The data »
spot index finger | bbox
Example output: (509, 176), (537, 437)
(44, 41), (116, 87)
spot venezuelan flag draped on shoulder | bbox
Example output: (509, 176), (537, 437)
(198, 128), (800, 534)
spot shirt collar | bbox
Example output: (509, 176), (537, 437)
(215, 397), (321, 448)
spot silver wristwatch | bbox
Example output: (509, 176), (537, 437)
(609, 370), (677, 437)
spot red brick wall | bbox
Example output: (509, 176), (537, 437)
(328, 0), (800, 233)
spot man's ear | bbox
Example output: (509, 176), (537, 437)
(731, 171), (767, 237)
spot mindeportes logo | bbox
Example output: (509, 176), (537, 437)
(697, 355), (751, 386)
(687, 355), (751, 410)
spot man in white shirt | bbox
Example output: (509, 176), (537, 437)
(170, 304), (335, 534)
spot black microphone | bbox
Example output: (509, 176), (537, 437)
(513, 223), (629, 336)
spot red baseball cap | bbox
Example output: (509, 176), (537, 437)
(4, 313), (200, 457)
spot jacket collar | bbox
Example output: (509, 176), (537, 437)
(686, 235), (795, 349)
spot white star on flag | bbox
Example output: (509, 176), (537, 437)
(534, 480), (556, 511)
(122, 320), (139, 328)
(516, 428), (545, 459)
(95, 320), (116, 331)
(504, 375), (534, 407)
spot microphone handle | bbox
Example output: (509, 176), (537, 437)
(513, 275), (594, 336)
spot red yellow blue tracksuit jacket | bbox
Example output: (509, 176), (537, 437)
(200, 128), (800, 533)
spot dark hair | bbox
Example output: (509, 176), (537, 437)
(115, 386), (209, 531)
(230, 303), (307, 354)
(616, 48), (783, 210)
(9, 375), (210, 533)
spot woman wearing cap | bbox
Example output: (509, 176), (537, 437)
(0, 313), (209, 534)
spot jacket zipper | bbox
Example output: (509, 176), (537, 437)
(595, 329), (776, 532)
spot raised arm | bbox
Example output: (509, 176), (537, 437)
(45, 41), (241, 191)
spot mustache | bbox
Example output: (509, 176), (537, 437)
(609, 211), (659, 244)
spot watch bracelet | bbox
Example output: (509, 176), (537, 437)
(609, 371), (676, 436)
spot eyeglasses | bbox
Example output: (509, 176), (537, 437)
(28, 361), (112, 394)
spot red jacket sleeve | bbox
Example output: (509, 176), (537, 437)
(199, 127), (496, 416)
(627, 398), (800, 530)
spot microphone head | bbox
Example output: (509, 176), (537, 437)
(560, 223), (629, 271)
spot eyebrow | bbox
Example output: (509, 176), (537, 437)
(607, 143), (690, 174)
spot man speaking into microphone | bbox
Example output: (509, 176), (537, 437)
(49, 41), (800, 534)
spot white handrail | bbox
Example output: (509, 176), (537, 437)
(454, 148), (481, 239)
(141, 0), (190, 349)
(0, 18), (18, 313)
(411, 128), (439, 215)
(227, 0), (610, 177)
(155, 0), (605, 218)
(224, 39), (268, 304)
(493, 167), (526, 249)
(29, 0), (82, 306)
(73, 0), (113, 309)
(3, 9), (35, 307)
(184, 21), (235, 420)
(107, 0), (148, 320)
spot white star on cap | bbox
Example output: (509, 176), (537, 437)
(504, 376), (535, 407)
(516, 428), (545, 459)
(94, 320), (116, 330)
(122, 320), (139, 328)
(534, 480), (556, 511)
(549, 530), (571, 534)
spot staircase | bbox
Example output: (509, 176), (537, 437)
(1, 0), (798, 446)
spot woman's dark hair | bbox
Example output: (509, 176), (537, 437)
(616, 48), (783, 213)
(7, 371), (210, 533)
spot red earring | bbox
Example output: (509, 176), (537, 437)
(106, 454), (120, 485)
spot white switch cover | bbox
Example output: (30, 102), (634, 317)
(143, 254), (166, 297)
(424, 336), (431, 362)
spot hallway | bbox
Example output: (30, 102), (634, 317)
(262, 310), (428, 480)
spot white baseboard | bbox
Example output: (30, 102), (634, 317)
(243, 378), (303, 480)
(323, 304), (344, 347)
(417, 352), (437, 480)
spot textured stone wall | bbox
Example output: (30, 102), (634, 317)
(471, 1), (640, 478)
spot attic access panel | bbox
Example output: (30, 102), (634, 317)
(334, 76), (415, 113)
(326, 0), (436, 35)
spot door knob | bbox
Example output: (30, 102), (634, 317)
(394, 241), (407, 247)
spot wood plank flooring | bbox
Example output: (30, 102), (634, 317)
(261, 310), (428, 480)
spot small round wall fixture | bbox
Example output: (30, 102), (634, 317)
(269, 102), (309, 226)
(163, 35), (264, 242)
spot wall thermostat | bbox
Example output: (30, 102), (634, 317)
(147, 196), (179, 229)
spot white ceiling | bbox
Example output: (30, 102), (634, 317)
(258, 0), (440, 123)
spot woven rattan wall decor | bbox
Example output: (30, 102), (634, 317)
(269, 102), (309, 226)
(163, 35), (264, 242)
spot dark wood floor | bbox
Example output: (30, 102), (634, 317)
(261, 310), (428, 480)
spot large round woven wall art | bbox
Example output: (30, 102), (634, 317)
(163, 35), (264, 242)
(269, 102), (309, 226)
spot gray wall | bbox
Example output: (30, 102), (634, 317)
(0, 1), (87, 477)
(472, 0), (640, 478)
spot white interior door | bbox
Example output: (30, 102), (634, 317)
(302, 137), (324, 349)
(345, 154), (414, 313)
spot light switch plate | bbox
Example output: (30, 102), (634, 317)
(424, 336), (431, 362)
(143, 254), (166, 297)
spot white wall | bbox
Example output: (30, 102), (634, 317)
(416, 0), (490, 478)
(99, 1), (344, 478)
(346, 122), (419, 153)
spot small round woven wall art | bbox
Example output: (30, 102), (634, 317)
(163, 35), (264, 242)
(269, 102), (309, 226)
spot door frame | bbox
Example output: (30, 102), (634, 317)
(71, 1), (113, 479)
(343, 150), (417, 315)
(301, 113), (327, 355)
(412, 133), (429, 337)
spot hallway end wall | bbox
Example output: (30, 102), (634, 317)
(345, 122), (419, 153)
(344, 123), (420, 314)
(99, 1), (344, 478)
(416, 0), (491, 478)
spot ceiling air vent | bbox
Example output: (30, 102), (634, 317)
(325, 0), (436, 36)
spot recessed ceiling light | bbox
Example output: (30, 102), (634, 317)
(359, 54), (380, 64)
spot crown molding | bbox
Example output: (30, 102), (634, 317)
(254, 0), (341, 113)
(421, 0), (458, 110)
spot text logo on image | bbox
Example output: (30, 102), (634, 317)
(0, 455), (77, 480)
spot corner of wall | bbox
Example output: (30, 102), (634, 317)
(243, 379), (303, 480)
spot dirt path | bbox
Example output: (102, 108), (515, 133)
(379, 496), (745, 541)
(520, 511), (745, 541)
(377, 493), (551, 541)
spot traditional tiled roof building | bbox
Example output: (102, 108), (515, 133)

Required action »
The expected response is the entire listing, repeated word for word.

Answer to the problem »
spot index finger | bbox
Example output: (509, 176), (537, 437)
(44, 41), (116, 87)
spot venezuelan flag draped on shoulder | bbox
Example output: (509, 176), (537, 437)
(198, 128), (800, 534)
spot shirt collar | bbox
Example output: (509, 176), (537, 437)
(215, 397), (321, 448)
spot silver wristwatch | bbox
Example output: (509, 176), (537, 437)
(609, 370), (677, 437)
spot red brick wall | bbox
Example output: (509, 176), (537, 437)
(328, 0), (800, 233)
spot man's ear | bbox
Example output: (509, 176), (537, 437)
(731, 171), (767, 237)
spot mindeportes logo | bbox
Example output: (509, 176), (537, 437)
(697, 355), (751, 386)
(687, 355), (751, 410)
spot man in white shirt | bbox
Example output: (509, 176), (537, 437)
(170, 304), (335, 534)
spot black microphone | bbox
Example output: (509, 176), (537, 437)
(513, 223), (629, 336)
spot red baseball cap | bbox
Example output: (509, 176), (537, 437)
(4, 313), (200, 457)
spot jacket collar | bbox
Example output: (509, 176), (537, 437)
(686, 235), (795, 349)
spot white star on flag | bbox
Example output: (509, 176), (537, 437)
(534, 480), (556, 511)
(122, 320), (139, 328)
(516, 428), (545, 459)
(95, 320), (116, 331)
(504, 375), (534, 407)
spot microphone handle | bbox
Example output: (509, 176), (537, 437)
(513, 275), (594, 336)
spot red yellow blue tracksuit jacket | bbox
Example output: (509, 176), (537, 437)
(200, 128), (800, 533)
spot dark hair | bbox
Example output: (509, 176), (537, 437)
(115, 386), (209, 531)
(230, 303), (307, 354)
(616, 48), (783, 210)
(9, 375), (210, 533)
spot woman wearing cap | bbox
Example output: (509, 176), (537, 437)
(0, 313), (209, 534)
spot jacket zipper | bbox
Example output: (509, 176), (537, 437)
(595, 329), (776, 532)
spot raised arm | bbox
Example output: (509, 176), (537, 437)
(45, 41), (241, 191)
spot mustache | bbox
Example output: (509, 176), (537, 437)
(609, 211), (659, 244)
spot watch bracelet | bbox
Example output: (509, 176), (537, 437)
(609, 371), (676, 436)
spot eyeglasses | bbox
Example output: (509, 176), (537, 437)
(28, 361), (112, 394)
spot red jacket sleeve | bbox
Example output: (509, 176), (537, 437)
(199, 127), (496, 416)
(627, 398), (800, 530)
spot microphone head | bbox
Example output: (509, 176), (537, 437)
(560, 223), (629, 271)
spot eyebrow | bbox
Example output: (509, 176), (537, 437)
(607, 143), (690, 174)
spot man speaking into microphone | bbox
Example output: (509, 176), (537, 437)
(49, 41), (800, 534)
spot white handrail | bbox
Example output: (509, 176), (537, 437)
(454, 148), (481, 239)
(141, 0), (190, 349)
(0, 18), (18, 313)
(411, 128), (439, 215)
(227, 0), (610, 177)
(155, 0), (605, 218)
(224, 39), (268, 304)
(493, 167), (526, 249)
(29, 0), (82, 306)
(73, 0), (113, 309)
(3, 9), (35, 307)
(184, 21), (235, 420)
(107, 0), (148, 320)
spot white star on cap | bbox
Example output: (509, 176), (537, 437)
(504, 376), (535, 407)
(516, 428), (545, 459)
(94, 320), (116, 330)
(122, 320), (139, 328)
(534, 480), (556, 511)
(549, 530), (571, 534)
spot staircase | bbox
Example output: (509, 176), (537, 437)
(1, 0), (798, 446)
spot woman's dark hair | bbox
Example output: (509, 176), (537, 437)
(616, 48), (783, 213)
(7, 371), (210, 533)
spot red earring | bbox
Example output: (509, 176), (537, 437)
(106, 454), (120, 485)
spot white switch cover | bbox
Example output: (30, 102), (634, 317)
(143, 254), (166, 297)
(424, 336), (431, 362)
spot hallway | bbox
Example output: (30, 102), (634, 317)
(262, 310), (428, 480)
spot white baseboard | bbox
Example output: (30, 102), (634, 317)
(243, 378), (303, 480)
(323, 304), (344, 347)
(417, 352), (437, 480)
spot textured stone wall | bbox
Example output: (30, 102), (634, 317)
(471, 1), (640, 478)
spot attic access panel | bbox
Example output: (30, 102), (634, 317)
(334, 76), (415, 113)
(326, 0), (436, 35)
spot door knob | bbox
Example output: (30, 102), (634, 317)
(394, 241), (407, 247)
spot wood plank flooring | bbox
Example output: (30, 102), (634, 317)
(261, 310), (428, 480)
spot small round wall fixture | bbox
Example output: (30, 102), (634, 317)
(269, 102), (309, 226)
(163, 35), (264, 242)
spot wall thermostat | bbox
Example output: (30, 102), (634, 317)
(147, 196), (179, 229)
spot white ceiling | bbox
Example output: (30, 102), (634, 317)
(258, 0), (440, 123)
spot woven rattan wall decor | bbox
Example output: (30, 102), (634, 317)
(269, 102), (309, 226)
(163, 35), (264, 242)
spot dark wood floor | bbox
Example output: (30, 102), (634, 317)
(261, 310), (428, 480)
spot large round woven wall art | bbox
Example output: (30, 102), (634, 317)
(163, 35), (264, 242)
(269, 102), (309, 226)
spot gray wall | bbox
Example output: (30, 102), (634, 317)
(0, 1), (87, 477)
(472, 0), (640, 478)
spot white interior door | bbox
Example output: (30, 102), (634, 317)
(302, 137), (324, 349)
(345, 154), (414, 313)
spot light switch plate | bbox
Example output: (30, 102), (634, 317)
(424, 336), (431, 362)
(143, 254), (166, 297)
spot white wall | bbox
Example output: (30, 102), (634, 317)
(416, 0), (490, 478)
(99, 1), (344, 478)
(346, 122), (419, 153)
spot small round woven wall art | bbox
Example output: (30, 102), (634, 317)
(163, 35), (264, 242)
(269, 102), (309, 226)
spot door frame | bbox
Example output: (30, 102), (634, 317)
(71, 1), (113, 479)
(343, 150), (417, 315)
(301, 113), (327, 355)
(412, 133), (429, 337)
spot hallway end wall | bbox
Example output: (30, 102), (634, 317)
(345, 122), (419, 153)
(344, 123), (420, 314)
(99, 1), (344, 478)
(416, 0), (491, 478)
spot ceiling air vent | bbox
Example output: (30, 102), (634, 317)
(325, 0), (436, 36)
spot recessed ceiling light | bbox
Example output: (30, 102), (634, 317)
(359, 54), (380, 64)
spot crown molding | bbox
Example output: (30, 102), (634, 317)
(254, 0), (341, 113)
(421, 0), (458, 110)
spot text logo on image | bbox
Example output: (30, 102), (634, 317)
(0, 455), (77, 480)
spot corner of wall | bbox
Example output: (30, 102), (634, 317)
(243, 379), (303, 480)
spot dirt path | bbox
Example output: (102, 108), (515, 133)
(379, 496), (745, 541)
(520, 511), (745, 541)
(377, 493), (551, 541)
spot traditional tiled roof building | bbox
Example output: (102, 108), (515, 133)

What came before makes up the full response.